Podemos perde quindi in queste elezioni ‘solo’ 6 punti,
invece dei 10 previsti, ma è ormai confinato in una posizione marginale e sembra
non avere margini di azione strategica per introdurre quella modifica della
politica spagnola che aspirava ad essere.
Se questa è la situazione, vediamo le tre analisi che
abbiamo annunciato:
1-
Da una parte quella
di Carlo Formenti[4], per il quale Podemos è
ridotto ad una pallida controfigura soprattutto perché ha sempre avuto il
limite del “comunicazionismo”, vale a
dire “l'idea che programmi e organizzazione politica contino meno delle abili
strategie comunicative che consentono di aggregare velocemente consenso per
approdare al governo”. Naturalmente poi “quando poi ci si arriva, vedi i 5
Stelle, sono guai seri...”. Un necessario corollario di questa impostazione,
figlia dell’idea che l’essenza di un discorso “controegemonico” sia la
ridefinizione del significato delle parole, e, tramite queste, dell’immaginario,
è, da una parte, “l'assenza di un
forte radicamento sui territori, nei luoghi di lavoro, nei quartieri dovuta alla
scelta di costruire un partito ‘leggero’ fondato sul rapporto diretto fra
leader carismatico e opinione pubblica” e, dall’altra,
“l'affastellamento fra correnti ideologiche della nuova e vecchia sinistra sul
modello di Syriza (trotzkisti, vetero comunisti, negriani, movimenti
studenteschi, ecologisti, femministe, ecc.) al posto della costruzione di un
blocco sociale”. Ovvero, più profondamente, “il riferimento alle teorie
populiste di Laclau nella versione ‘debole’ di Chantal Mouffe (stretta sodale
del numero due - nonché leader dell'ala moderata - del partito, Inigo Errejon)

§ Problema posto
Continua il testo su Podemos e le elezioni spagnole, riprendendo dal punto in cui si ferma.

§ Righe del dataset

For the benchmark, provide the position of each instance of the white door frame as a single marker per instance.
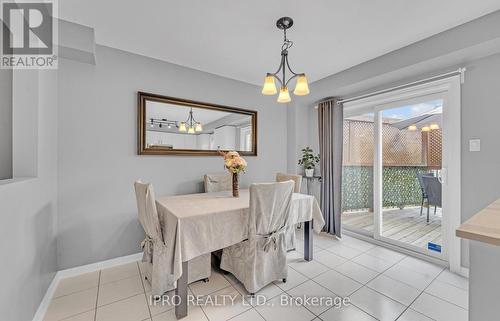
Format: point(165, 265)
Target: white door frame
point(449, 90)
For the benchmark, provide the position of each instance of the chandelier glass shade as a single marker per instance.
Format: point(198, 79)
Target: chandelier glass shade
point(301, 85)
point(190, 126)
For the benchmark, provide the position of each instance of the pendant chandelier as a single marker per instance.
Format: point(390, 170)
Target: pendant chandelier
point(301, 86)
point(190, 125)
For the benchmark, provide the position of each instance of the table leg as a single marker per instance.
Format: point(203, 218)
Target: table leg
point(308, 246)
point(181, 292)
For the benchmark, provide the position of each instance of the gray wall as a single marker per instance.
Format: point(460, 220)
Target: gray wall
point(28, 211)
point(465, 46)
point(5, 124)
point(97, 141)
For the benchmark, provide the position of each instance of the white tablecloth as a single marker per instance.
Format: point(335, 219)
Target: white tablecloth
point(196, 224)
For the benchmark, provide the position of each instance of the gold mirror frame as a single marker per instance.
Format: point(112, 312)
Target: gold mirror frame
point(143, 97)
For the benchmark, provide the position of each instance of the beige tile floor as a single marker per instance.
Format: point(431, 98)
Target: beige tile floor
point(381, 284)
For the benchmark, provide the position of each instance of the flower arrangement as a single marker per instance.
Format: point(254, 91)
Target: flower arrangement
point(235, 164)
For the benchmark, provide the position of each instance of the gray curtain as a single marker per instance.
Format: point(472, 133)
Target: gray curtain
point(330, 121)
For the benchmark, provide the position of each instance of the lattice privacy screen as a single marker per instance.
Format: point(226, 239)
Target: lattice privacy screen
point(400, 147)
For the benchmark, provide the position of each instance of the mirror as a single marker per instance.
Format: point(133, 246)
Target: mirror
point(173, 126)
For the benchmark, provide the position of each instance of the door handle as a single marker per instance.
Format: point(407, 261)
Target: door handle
point(443, 176)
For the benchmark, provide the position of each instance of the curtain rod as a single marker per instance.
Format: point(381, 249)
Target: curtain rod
point(459, 71)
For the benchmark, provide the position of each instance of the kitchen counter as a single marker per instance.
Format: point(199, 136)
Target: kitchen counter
point(484, 226)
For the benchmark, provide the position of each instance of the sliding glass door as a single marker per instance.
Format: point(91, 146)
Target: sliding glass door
point(357, 173)
point(411, 155)
point(391, 184)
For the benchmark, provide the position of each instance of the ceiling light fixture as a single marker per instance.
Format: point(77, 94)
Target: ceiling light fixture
point(190, 125)
point(301, 86)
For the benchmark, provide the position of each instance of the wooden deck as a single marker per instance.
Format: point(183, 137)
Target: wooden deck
point(404, 225)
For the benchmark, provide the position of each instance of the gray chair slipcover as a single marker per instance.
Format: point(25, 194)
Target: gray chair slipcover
point(290, 238)
point(155, 249)
point(261, 259)
point(217, 182)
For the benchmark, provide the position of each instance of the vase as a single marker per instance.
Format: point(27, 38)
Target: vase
point(236, 187)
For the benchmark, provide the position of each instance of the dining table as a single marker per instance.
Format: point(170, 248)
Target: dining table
point(196, 224)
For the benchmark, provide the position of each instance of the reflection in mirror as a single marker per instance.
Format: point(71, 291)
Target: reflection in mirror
point(171, 125)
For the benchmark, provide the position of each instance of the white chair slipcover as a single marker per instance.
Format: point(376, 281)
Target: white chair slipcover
point(261, 259)
point(290, 238)
point(217, 182)
point(297, 179)
point(155, 250)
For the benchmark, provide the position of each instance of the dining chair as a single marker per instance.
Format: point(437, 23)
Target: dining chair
point(297, 179)
point(217, 182)
point(261, 259)
point(290, 237)
point(154, 247)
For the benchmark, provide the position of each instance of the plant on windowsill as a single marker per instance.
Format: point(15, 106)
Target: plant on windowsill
point(308, 161)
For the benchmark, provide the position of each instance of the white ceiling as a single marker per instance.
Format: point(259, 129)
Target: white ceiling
point(239, 39)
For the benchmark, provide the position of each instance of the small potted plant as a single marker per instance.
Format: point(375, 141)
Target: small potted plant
point(309, 161)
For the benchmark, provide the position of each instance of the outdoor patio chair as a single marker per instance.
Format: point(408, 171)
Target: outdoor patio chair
point(421, 183)
point(432, 189)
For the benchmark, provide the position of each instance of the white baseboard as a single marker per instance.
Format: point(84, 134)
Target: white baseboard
point(99, 265)
point(464, 272)
point(42, 308)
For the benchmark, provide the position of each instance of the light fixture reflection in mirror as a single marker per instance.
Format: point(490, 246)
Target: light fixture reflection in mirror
point(175, 126)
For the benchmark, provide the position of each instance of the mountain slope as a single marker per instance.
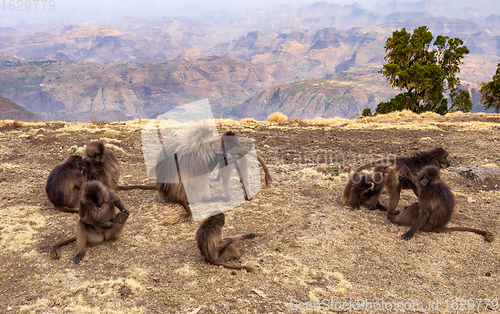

§ Risposta
che prevede l'abbandono di una prospettiva antisistemica e l'accettazione
totale delle regole del gioco liberal-democratico”, e, infine, “l'adozione di canoni linguistici politicamente corretti (fino alla ridicola femminilizzazione del
nome del partito, che suona ora Unidas Podemos) tipici degli strati
intellettuali e piccolo borghesi illuminati nonché del tutto alieni al
linguaggio delle masse popolari”.
2-
Dall’altra, ed all’opposto,
quella di Samuele Mazzolini, Presidente di Senso
Comune, che scrive alcune
annotazioni “sparse e sintetiche”. A suo parere: si torna all’asse
destra/sinistra, determinando in qualche modo la fine in Spagna del “momento
populista”, il cui principale marchio è la riclassificazione della frattura in “alto/basso”.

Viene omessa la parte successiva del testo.